**What is asked**
a - From the passage on iPhone labor costs, quote the text from "I read an article" up to and including "do you prefer?".
b - Answer these questions using the passage on iPhone labor costs:
(i) According to the article it cites, how many hours of labor does it take to build an iPhone?
(ii) What hourly wage does it suppose Americans would accept for the job?
(iii) Which great development of the 20th century does it name?
c - Carry the passage on iPhone labor costs forward, starting after its final sentence.

First of all, “wage slavery” is an oxymoron. Secondly, why don’t we have that now, since I’m just describing the system that’s been in place for hundreds of years?

There has been some payoff from increased productivity; we can see that in developed world longevity, in retiring 20 years shorter than life expectancy, in time spent in education, working conditions, pensions, healthcare, etc.

You’d kind of hope for that given that great development of the 20th century, universal suffrage.

I read an article which states that it takes $30 and 17 hours for the labor to build an iPhone. Call it $2 an hour. Let’s say Americans would do the job for $10 an hour. That adds $120 to the cost of an iPhone. Given that most people purchase them as a discounted package with a cell phone plan for $200-300, adding $120 in labor is a pretty steep increase in price.

Now, I’m aghast at the stories of how the Chinese workers at Foxconn are treated, but the idea that the same type of consumer stuff (iPhones, tvs, DVD players, etc) could be made in the US for a few more bucks would require US workers to be treated even more like Chinese workers… or the cost of the items would have to go up significantly. Which outcome do you prefer?

**Data entries**
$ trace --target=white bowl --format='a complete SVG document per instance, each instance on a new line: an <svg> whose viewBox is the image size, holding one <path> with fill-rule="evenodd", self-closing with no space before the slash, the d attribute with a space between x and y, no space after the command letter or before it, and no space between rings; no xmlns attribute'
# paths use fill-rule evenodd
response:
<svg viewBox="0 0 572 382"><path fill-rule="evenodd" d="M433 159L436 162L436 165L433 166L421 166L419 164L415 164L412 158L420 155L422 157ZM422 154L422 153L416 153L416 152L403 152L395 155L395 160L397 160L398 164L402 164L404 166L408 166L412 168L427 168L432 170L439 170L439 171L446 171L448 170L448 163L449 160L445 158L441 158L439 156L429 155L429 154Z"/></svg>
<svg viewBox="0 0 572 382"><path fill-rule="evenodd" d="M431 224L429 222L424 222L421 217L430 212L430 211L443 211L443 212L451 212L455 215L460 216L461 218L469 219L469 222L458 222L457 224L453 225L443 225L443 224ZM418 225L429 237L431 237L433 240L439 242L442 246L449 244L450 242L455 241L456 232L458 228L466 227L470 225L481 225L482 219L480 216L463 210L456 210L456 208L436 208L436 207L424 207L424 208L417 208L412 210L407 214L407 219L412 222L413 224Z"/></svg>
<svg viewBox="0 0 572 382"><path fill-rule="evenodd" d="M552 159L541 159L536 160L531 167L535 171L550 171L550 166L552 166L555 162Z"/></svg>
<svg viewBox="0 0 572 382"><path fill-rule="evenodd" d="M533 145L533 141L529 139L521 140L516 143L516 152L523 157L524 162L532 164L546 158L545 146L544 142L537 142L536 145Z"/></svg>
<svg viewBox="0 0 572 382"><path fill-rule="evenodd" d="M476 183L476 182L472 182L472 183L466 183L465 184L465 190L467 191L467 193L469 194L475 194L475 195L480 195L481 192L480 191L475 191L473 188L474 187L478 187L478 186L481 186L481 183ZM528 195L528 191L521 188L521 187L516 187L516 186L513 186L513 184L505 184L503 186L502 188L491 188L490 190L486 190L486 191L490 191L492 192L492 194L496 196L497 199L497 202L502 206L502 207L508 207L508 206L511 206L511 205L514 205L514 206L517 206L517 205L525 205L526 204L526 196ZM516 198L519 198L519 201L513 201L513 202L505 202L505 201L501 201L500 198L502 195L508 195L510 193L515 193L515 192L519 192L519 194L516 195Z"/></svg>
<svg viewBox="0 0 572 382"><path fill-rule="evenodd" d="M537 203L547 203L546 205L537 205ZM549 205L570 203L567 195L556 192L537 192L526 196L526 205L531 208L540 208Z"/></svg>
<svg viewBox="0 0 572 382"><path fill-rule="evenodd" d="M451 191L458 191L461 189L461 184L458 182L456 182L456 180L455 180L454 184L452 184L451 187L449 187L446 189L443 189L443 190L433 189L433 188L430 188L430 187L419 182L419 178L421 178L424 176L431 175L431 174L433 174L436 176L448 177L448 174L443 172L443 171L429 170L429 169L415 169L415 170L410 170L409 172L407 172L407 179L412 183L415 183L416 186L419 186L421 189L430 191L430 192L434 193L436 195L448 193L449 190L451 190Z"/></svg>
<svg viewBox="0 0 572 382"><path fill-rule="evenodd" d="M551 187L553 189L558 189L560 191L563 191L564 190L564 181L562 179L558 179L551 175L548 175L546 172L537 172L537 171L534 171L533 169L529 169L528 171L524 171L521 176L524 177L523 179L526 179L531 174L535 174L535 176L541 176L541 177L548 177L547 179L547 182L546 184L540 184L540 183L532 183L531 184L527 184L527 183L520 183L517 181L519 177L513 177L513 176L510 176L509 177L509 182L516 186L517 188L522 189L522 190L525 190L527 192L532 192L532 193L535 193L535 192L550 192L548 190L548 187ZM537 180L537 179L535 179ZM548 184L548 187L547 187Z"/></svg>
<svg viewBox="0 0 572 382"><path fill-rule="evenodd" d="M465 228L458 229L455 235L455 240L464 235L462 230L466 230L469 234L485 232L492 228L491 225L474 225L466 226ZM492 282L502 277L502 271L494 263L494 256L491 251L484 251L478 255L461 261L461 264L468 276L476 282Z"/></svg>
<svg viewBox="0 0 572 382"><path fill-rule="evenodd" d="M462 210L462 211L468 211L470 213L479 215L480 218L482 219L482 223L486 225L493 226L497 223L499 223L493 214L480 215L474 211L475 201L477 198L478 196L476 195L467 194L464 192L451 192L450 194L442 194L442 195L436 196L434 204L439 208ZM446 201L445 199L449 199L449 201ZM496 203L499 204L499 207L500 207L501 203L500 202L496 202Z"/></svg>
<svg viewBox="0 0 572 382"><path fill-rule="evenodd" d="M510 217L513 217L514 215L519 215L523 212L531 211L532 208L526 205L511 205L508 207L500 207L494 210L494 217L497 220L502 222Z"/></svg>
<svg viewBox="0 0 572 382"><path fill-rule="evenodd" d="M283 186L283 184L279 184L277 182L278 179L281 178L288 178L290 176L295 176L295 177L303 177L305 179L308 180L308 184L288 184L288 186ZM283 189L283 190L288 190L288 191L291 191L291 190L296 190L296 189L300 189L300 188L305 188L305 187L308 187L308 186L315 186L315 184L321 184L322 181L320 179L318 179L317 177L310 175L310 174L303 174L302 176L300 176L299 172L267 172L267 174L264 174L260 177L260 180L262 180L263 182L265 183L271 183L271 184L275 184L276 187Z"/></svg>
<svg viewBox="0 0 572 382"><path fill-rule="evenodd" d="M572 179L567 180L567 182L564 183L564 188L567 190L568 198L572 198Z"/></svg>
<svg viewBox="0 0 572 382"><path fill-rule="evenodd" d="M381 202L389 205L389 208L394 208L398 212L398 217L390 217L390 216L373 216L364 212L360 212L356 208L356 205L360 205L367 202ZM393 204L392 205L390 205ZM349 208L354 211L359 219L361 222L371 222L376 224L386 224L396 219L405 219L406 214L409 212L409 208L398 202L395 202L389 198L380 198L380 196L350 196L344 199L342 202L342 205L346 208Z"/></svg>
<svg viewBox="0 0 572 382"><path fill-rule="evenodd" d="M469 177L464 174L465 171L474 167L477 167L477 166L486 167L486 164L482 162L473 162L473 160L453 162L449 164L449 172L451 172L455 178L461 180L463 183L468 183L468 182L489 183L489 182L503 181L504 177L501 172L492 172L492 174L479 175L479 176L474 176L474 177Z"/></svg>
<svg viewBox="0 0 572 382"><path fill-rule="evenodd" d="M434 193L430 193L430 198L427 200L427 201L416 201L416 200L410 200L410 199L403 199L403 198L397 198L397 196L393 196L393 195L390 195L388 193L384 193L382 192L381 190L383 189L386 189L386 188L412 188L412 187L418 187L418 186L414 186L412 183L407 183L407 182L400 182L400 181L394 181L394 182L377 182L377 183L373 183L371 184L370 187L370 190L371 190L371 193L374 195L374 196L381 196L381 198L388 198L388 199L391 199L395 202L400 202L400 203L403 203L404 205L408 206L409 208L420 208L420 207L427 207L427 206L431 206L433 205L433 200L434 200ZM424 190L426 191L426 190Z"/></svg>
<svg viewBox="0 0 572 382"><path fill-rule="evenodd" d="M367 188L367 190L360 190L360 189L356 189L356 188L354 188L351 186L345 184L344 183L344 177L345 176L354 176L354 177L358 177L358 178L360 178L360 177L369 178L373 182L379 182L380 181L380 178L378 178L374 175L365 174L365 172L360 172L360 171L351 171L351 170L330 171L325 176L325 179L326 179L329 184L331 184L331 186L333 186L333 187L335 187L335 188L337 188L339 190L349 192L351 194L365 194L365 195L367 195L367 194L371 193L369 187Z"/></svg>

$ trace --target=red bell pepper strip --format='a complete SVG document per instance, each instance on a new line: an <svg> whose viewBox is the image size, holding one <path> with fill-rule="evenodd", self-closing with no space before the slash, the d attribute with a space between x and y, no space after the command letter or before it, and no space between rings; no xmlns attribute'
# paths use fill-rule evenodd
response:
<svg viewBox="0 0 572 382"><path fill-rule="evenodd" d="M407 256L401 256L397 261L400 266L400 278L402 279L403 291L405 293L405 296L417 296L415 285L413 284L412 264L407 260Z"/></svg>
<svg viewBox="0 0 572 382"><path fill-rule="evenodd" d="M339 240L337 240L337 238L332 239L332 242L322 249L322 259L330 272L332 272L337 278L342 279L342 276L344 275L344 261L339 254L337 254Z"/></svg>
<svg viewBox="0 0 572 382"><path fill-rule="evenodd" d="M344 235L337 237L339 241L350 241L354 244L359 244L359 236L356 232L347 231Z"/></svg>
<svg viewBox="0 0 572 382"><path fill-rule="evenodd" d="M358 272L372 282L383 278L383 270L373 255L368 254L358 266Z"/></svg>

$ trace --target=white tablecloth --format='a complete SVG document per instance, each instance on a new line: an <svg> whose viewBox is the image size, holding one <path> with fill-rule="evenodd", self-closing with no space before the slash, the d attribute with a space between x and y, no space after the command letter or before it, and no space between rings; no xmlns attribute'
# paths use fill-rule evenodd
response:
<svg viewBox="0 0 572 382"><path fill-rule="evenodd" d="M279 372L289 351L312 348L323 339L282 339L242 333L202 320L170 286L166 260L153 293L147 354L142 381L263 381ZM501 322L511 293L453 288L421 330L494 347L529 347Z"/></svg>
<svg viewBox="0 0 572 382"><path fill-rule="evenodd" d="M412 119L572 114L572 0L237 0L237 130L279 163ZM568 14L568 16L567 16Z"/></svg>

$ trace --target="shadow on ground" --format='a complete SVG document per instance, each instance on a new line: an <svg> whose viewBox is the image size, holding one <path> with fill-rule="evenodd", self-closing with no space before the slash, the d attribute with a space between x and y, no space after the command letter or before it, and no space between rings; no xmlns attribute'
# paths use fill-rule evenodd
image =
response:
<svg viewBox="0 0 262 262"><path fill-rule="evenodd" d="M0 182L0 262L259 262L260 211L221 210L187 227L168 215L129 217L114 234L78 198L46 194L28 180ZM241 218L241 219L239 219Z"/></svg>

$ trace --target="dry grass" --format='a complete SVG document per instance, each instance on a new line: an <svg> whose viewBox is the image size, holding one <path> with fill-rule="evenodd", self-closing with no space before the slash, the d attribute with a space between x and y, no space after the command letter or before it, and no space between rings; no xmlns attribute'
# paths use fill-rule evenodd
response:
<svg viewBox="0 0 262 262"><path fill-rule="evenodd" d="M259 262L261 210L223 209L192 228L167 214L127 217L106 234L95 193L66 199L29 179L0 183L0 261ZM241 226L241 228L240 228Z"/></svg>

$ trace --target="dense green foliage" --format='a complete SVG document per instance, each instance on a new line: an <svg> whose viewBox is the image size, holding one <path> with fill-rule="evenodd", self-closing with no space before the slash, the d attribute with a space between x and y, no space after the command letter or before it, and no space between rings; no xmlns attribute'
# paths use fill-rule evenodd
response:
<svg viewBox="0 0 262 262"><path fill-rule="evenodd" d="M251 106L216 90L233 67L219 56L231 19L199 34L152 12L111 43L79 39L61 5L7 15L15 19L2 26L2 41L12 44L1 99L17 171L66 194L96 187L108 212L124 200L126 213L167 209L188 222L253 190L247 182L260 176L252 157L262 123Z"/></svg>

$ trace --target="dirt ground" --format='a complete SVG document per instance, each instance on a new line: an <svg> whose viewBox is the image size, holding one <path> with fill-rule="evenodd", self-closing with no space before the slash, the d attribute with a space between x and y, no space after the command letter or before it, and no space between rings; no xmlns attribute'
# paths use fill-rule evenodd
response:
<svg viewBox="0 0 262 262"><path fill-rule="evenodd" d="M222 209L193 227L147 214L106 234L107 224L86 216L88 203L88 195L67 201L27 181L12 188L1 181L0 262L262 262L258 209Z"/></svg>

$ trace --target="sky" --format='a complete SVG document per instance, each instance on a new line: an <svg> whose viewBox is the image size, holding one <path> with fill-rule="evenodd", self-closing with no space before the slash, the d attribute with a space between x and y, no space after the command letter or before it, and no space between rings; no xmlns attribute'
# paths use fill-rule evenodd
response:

**Task results**
a -
I read an article which states that it takes $30 and 17 hours for the labor to build an iPhone. Call it $2 an hour. Let’s say Americans would do the job for $10 an hour. That adds $120 to the cost of an iPhone. Given that most people purchase them as a discounted package with a cell phone plan for $200-300, adding $120 in labor is a pretty steep increase in price.

Now, I’m aghast at the stories of how the Chinese workers at Foxconn are treated, but the idea that the same type of consumer stuff (iPhones, tvs, DVD players, etc) could be made in the US for a few more bucks would require US workers to be treated even more like Chinese workers… or the cost of the items would have to go up significantly. Which outcome do you prefer?

b -
(i) 17 hours
(ii) $10 an hour
(iii) Universal suffrage

c -
I don’t accept your premise, but just for the sake of argument, let’s say it’s true. Are you saying that people currently spend less money because they don’t have the free time to spend more? Really? They’re just too exhausted on the weekends to go out and blow more cash on stuff? You should publish that, because you’ve developed a whole new economic theory that will revolutionize the world. You could be the next Karl Marx!!

I think he’s saying that Apple should suck it up and earn leas profit. Or that Americans should be forced to pay higher prices. After all, if they had more leisure time, they would spend more money on stuff. Win-win!

An NBA player has a unique skill that very few are capable of matching. Sure, anyone can throw a ball at a basket but few are good enough to get it in with regularity.

This is in no way equivalent with the vast majority of jobs which many can do.

Not to mention the NBA players are unionized. Within my lifetime there was a time when professional athletes earned very little money (IIRC there was an HBO special some years ago tracking the history of the NFL and some players from the 50’s mentioned they painted houses during the week to make ends meet).

So, if the owners had their way and were not forced to pay the salaries they do now history suggests they wouldn’t.

But you said there was always someone out there willing to do the job for less. Are you now backing away from that statement? Or, are you ready to acknowledge that the world is more complex than that, and it takes more than “willingness” to be able to do a job?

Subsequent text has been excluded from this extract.